Exercise requirements: Transcribe every line of the records verbatim.

Position identification records:
■ ■ ■ ■ ■ ■ ■
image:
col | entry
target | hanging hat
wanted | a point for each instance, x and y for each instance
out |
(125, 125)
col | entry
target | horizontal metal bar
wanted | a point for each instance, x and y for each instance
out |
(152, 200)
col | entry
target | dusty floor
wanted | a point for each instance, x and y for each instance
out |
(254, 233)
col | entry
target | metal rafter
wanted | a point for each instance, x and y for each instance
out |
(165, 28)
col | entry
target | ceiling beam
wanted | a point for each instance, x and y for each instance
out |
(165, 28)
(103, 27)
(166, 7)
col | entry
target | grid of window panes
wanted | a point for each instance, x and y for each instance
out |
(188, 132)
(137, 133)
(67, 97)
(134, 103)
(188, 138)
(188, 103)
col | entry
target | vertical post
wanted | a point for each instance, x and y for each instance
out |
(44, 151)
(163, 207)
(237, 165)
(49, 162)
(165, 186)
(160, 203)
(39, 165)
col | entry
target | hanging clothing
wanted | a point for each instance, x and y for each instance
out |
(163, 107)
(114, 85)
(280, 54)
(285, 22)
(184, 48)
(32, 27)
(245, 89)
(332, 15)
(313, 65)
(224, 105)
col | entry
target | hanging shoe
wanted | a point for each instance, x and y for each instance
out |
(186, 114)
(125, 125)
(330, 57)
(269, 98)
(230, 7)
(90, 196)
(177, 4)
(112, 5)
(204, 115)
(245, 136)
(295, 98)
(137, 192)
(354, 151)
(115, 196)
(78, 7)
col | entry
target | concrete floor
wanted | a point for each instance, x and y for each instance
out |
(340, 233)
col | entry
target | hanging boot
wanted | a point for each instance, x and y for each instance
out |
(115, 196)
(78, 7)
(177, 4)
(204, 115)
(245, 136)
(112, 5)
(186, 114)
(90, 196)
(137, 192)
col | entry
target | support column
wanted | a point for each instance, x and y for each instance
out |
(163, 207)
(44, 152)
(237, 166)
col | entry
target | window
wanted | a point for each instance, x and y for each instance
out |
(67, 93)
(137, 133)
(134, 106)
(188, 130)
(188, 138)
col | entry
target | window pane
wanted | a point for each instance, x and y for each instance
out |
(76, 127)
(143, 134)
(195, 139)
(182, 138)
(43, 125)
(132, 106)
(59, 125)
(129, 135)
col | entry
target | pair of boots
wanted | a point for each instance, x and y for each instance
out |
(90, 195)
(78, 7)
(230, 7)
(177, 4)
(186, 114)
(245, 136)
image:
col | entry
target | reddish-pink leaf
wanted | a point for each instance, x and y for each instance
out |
■ ■ ■ ■ ■ ■ ■
Output for this task:
image:
col | entry
target | hanging hat
wanted | a point for each instance, x and y for each instance
out |
(125, 125)
col | entry
target | horizontal metal bar
wanted | a point for each instance, x and y for each instance
out |
(152, 200)
col | entry
target | dusty floor
wanted | a point for each instance, x and y for each instance
out |
(254, 233)
col | entry
target | metal rafter
wanted | a point for each instance, x and y for each instance
out |
(165, 28)
col | entry
target | ceiling beam
wanted | a point for each instance, x and y for each instance
out |
(165, 28)
(103, 27)
(166, 7)
col | entry
target | grid of window panes
wanted | a point for each instance, x and y for each instance
out |
(188, 132)
(137, 133)
(67, 97)
(134, 103)
(188, 138)
(188, 103)
col | entry
target | vertical post
wanted | a point for each instance, x and y for each instance
out |
(44, 151)
(163, 207)
(237, 165)
(49, 162)
(165, 186)
(160, 203)
(39, 165)
col | entry
target | hanging clothing
wanted | a point for each instance, x and y for each instance
out |
(163, 107)
(114, 85)
(280, 54)
(285, 22)
(184, 48)
(32, 27)
(245, 89)
(332, 15)
(313, 65)
(224, 105)
col | entry
target | hanging shoe
wanted | a point for each instance, x and y for each instance
out |
(186, 114)
(125, 125)
(330, 57)
(269, 98)
(230, 7)
(90, 196)
(177, 4)
(112, 5)
(204, 115)
(245, 136)
(295, 98)
(137, 192)
(354, 151)
(115, 196)
(78, 7)
col | entry
target | concrete floor
wanted | a point for each instance, x and y for each instance
out |
(340, 233)
col | entry
target | hanging boot
wanted | a point for each instance, x and y for each instance
out |
(115, 196)
(78, 7)
(177, 4)
(204, 115)
(245, 136)
(112, 5)
(186, 114)
(90, 196)
(137, 192)
col | entry
target | support column
wanted | a point for each instance, x and y for each instance
out |
(163, 207)
(44, 152)
(237, 166)
col | entry
target | window
wanted | a point for each instance, x and y for each instance
out |
(67, 93)
(137, 133)
(134, 106)
(188, 130)
(188, 138)
col | entry
target | window pane
wanted | a point for each instance, x and y for each instance
out |
(76, 127)
(143, 134)
(195, 139)
(182, 138)
(43, 125)
(132, 106)
(59, 125)
(129, 135)
col | entry
target | pair of boots
wanted | a point for each instance, x and y for each instance
out |
(90, 195)
(78, 7)
(230, 7)
(177, 4)
(186, 114)
(245, 136)
image:
col | entry
target | reddish-pink leaf
wanted | a point for each instance, x and y for each instance
out |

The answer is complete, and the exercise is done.